Instructions to follow> Apart from the pictures, write out the records that follow exactly.

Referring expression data
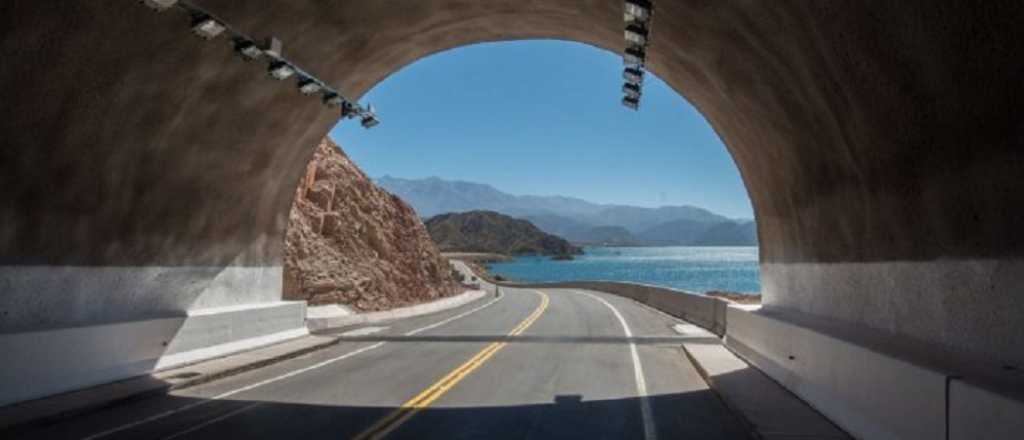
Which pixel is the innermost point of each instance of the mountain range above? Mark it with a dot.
(488, 231)
(578, 220)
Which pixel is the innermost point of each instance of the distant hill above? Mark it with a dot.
(577, 220)
(729, 233)
(676, 232)
(493, 232)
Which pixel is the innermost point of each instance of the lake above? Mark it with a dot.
(688, 268)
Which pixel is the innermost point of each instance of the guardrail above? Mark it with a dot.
(708, 312)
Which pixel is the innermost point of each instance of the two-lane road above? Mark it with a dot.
(553, 363)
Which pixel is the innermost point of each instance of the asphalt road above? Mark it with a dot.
(528, 364)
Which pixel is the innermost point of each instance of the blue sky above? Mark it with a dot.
(543, 118)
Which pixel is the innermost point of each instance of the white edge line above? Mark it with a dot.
(280, 378)
(649, 431)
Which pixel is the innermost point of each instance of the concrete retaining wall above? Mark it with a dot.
(47, 362)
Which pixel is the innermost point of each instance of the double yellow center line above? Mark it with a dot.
(385, 426)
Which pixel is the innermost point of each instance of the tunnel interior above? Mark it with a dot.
(147, 172)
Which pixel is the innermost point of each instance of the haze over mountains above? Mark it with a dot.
(574, 219)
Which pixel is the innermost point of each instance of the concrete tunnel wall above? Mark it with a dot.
(146, 173)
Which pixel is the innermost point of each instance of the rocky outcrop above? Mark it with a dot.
(351, 243)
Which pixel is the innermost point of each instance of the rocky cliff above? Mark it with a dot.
(352, 243)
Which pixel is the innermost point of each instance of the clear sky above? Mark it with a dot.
(543, 118)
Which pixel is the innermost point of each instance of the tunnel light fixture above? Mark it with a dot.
(370, 121)
(637, 14)
(634, 55)
(636, 34)
(633, 76)
(207, 28)
(308, 86)
(159, 5)
(632, 90)
(348, 111)
(637, 11)
(272, 46)
(631, 103)
(333, 99)
(281, 71)
(247, 50)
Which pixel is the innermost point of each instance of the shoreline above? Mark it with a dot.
(753, 298)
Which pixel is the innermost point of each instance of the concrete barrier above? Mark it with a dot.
(705, 311)
(326, 317)
(52, 361)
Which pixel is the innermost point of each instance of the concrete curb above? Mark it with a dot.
(342, 320)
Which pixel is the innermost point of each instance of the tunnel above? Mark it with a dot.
(146, 173)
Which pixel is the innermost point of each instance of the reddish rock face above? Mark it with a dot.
(351, 243)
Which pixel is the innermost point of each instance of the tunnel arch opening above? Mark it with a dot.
(478, 115)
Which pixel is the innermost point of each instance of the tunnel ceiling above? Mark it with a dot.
(864, 131)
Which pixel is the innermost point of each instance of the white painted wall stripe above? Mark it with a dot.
(278, 379)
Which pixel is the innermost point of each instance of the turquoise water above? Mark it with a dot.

Answer>
Which pixel is the innermost point of each instance of the mountain range above? Mark it with a dot.
(488, 231)
(578, 220)
Which pixel is the innermost point of each instance of the distant hill above? Mark it with a dot.
(577, 220)
(729, 233)
(676, 232)
(493, 232)
Which pixel is the innermost point of each instance of the lake above? Mark it with a dot.
(688, 268)
Which pixel is the innermost point of each instance of the guardrail above? Mark it with a dot.
(708, 312)
Which pixel is the innermost point of each instance of the two-lane road above? Mark it with a dot.
(553, 363)
Which pixel is the innermost point of each instance of the asphalt road above? Mark it with a dot.
(528, 364)
Which pixel is the innermost point of each instance of the blue sky above? Mark it with a dot.
(543, 118)
Which pixel is the innermost point of each instance of the white edge line above? Mark it with a dot.
(280, 378)
(649, 431)
Which pixel is the innermost point of each instance of the concrete retaining wall above? Mark it with a dot.
(47, 362)
Which pixel is the innermost point of each instance of the double yellow center line above? Mark it with a dot.
(385, 426)
Which pixel is the innermost point of each instance of the tunnel interior above? Mark it with a dot.
(147, 172)
Which pixel is the innermost point of each instance of the haze over mountains above? Mark it with a dot.
(574, 219)
Which pixel is the innermost point of each instance of the concrete tunnel wall above? Mark it with a dot.
(146, 173)
Which pixel is the innermost point of each instance of the rocky outcrop above? Mark it with a dot.
(351, 243)
Which pixel is the innermost point of each instance of the rocky cliff above? Mark it with a dot.
(352, 243)
Which pixel is the innermost point of each instance of the clear sky above? Mark it with a dot.
(543, 118)
Which pixel is the innermost point of each instance of the tunnel light fixture above? Mark it with a dot.
(370, 121)
(637, 14)
(634, 55)
(636, 34)
(633, 76)
(207, 28)
(308, 86)
(159, 5)
(632, 90)
(348, 111)
(637, 11)
(272, 46)
(631, 103)
(333, 99)
(281, 71)
(247, 50)
Which pixel is the innermost point of each instance of the shoreline above? Mark it with a dot.
(753, 298)
Which pixel is the innermost point of each instance of the concrete barrier above? Mark it with a dot.
(705, 311)
(326, 317)
(52, 361)
Which pixel is the innermost point of each instance of the concrete curb above? Mark it with a dot.
(342, 320)
Which pixel is the innermost point of each instance of the tunnel above? Mark it with a dot.
(146, 173)
Which pixel is the innermost point of each instance of the reddish rock face above? Mark it with a dot.
(351, 243)
Which pixel is the innermost point of each instance of the tunnel arch opening above? Mark it with a dot.
(478, 115)
Which pixel is the innermost point of each instance of the tunnel ceiling above? Mark it with a dot.
(864, 131)
Which pixel is the innermost point of each instance of the white painted wall stripe above? Mark it with a dot.
(278, 379)
Which pixel is the innermost point of each instance of the turquoise water above? Mark it with a dot.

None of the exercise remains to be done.